◆ PAGE EXTRACT:
______
From the Guidelines
Mount Everest climbers should undergo proper acclimatization, typically requiring several weeks of gradual ascent, to minimize the risk of altitude sickness, including acute mountain sickness (AMS), high-altitude pulmonary edema (HAPE), and high-altitude cerebral edema (HACE) 1.
Physiological Challenges
At high altitudes, such as Mount Everest, the body experiences hypobaric hypoxia, leading to an increase in respiratory rate and tidal volume, which promotes respiratory alkalosis, hypoxic diuresis, pulmonary vasoconstriction, and ultimately, pulmonary hypertension and pulmonary edema 1.
Adaptation Mechanisms
The body adapts to high altitude by increasing red blood cell production, heart rate, and respiration, but these adaptations have limits 1.
Prevention and Treatment
Medications like acetazolamide (Diamox) at 125-250mg twice daily can help prevent altitude sickness by increasing respiration rate and improving oxygen saturation 1.
- Proper hydration, nutrition, and physical conditioning are also crucial for survival in this extreme environment.
- Supplemental oxygen is typically used above 26,000 feet in the "death zone" 1.
______
◆ TASK INSTRUCTIONS:
1. Decide whether each statement agrees with the Everest altitude guidance: (a) acclimatization for Everest typically takes several weeks of gradual ascent; (b) the body's adaptations to high altitude have no limits; (c) acetazolamide helps prevent altitude sickness by lowering the respiration rate. For each, answer yes or no and quote the deciding words.
2. Write the next part of the Everest altitude guidance, picking up after its last sentence.
The lines that come next are separate material.
______
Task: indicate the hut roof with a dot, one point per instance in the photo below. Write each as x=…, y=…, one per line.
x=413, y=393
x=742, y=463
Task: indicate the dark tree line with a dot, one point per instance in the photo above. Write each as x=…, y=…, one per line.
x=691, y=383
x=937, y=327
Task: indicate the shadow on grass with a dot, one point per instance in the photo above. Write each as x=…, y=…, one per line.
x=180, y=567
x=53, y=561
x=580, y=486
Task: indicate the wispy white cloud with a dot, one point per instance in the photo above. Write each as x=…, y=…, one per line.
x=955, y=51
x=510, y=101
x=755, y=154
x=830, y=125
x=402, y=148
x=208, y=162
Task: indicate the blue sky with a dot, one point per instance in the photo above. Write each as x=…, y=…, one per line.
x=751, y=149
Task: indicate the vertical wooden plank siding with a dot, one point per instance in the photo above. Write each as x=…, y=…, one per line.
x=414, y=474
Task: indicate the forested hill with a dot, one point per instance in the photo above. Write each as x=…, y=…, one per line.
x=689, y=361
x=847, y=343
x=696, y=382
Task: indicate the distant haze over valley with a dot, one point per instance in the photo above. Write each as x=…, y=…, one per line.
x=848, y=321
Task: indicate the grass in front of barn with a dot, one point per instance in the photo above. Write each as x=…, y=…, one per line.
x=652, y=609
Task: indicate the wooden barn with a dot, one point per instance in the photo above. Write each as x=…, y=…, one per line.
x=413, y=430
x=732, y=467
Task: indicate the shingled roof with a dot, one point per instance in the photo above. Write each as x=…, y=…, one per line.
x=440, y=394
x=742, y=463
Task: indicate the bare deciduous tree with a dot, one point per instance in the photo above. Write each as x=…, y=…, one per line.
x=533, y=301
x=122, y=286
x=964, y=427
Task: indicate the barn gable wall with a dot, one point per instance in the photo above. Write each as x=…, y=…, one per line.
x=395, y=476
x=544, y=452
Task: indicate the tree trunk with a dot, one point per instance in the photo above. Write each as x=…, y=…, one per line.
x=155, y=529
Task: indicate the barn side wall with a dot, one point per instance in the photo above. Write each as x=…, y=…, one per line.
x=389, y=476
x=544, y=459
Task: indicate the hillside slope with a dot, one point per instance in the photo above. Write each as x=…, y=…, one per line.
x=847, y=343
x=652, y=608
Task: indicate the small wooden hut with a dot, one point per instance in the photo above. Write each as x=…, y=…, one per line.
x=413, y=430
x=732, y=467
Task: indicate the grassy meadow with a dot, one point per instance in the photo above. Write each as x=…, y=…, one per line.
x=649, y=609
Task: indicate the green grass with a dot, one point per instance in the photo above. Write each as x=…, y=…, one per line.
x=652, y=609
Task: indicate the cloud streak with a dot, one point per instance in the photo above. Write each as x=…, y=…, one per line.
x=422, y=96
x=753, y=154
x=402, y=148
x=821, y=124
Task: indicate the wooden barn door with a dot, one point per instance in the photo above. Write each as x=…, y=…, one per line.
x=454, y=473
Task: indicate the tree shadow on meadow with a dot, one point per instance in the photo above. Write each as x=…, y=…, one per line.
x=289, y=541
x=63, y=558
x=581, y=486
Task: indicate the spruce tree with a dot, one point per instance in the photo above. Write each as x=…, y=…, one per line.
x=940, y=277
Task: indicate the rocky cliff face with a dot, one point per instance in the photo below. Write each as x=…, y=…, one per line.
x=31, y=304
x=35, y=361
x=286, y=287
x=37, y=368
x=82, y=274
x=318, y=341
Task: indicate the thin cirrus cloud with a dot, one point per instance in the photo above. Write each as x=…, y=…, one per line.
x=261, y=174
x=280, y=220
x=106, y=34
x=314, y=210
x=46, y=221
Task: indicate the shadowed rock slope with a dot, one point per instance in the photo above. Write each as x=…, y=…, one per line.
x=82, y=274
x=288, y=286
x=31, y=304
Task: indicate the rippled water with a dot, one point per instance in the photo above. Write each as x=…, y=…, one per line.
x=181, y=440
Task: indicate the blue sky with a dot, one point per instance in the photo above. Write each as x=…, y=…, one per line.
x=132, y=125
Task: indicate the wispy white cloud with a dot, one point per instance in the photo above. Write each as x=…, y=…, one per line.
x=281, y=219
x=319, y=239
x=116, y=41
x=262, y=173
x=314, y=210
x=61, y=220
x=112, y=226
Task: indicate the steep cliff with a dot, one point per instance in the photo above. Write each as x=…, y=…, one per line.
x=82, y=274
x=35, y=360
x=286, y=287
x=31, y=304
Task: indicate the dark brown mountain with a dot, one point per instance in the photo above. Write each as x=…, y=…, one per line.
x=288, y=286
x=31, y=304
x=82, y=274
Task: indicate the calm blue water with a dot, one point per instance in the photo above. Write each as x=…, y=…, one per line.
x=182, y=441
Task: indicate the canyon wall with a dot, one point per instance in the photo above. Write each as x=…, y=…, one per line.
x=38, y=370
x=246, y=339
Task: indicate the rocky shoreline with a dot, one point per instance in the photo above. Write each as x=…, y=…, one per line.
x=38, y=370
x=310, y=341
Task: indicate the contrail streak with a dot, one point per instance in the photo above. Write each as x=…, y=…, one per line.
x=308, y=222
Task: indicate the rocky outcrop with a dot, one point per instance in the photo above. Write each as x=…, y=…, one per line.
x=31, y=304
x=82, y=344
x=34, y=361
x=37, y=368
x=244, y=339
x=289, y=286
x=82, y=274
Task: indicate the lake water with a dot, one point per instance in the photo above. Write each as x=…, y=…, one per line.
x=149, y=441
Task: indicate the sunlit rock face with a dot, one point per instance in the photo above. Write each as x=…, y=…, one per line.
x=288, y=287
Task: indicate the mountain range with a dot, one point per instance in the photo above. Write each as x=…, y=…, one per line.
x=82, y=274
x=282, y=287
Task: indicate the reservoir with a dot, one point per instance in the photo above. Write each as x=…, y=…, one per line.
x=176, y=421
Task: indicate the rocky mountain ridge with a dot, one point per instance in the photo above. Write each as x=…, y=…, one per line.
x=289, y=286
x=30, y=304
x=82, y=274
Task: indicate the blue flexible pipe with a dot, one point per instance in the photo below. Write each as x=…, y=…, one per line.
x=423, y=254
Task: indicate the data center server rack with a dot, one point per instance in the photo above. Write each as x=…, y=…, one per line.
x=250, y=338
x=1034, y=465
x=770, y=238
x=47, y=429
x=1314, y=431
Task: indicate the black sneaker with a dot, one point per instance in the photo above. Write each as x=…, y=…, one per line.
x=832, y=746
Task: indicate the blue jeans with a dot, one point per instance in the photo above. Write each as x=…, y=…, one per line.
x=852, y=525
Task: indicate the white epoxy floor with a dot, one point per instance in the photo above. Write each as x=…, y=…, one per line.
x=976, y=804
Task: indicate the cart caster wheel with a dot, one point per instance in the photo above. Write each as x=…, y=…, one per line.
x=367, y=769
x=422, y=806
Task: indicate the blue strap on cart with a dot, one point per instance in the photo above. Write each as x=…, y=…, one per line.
______
◆ TASK-BY-TASK ANSWERS:
1.
(a) Yes: "typically requiring several weeks of gradual ascent"
(b) No: "but these adaptations have limits"
(c) No: "by increasing respiration rate and improving oxygen saturation"

2.
Sex Differences
There may be sex differences in the risk of high-altitude illnesses, with women potentially being more susceptible to high-altitude pulmonary edema due to differences in pulmonary vascular resistance and PAP 1.
Key Recommendations
- Gradual ascent to allow for proper acclimatization
- Use of medications like acetazolamide to prevent altitude sickness
- Supplemental oxygen above 26,000 feet
- Proper hydration, nutrition, and physical conditioning
- Consideration of sex differences in the risk of high-altitude illnesses 1.
From the Research
Physiological Effects of High Altitude
- At high altitudes, such as Mount Everest, the human body is exposed to lower oxygen levels, which can lead to various physiological effects, including acute mountain sickness (AMS) and high-altitude pulmonary edema (HAPE) 2, 3.
- AMS is characterized by symptoms such as nausea, headaches, fatigue, and lightheadedness, while HAPE is a non-cardiogenic edema that can be life-threatening 4, 5.
Prevention and Treatment of Altitude-Related Illnesses
- Slow ascent is considered the most effective preventive measure for AMS and HAPE, as it allows the body to acclimatize to the higher altitude 3, 5.
- Acetazolamide, a carbonic anhydrase inhibitor, is commonly used for the prevention and treatment of AMS, and has been shown to be effective in reducing the incidence and severity of AMS 2, 4.
- Dexamethasone, a glucocorticoid, is also effective in preventing and treating AMS, but its use is limited due to side effects 2, 5.
- Nifedipine, a calcium channel blocker, is effective in preventing HAPE, but not AMS 5, 6.
Acetazolamide and HAPE Prevention
- While acetazolamide has been shown to reduce the incidence of AMS, its effectiveness in preventing HAPE is less clear, with some studies suggesting a reduction in HAPE incidence, but not to a statistically significant extent 6.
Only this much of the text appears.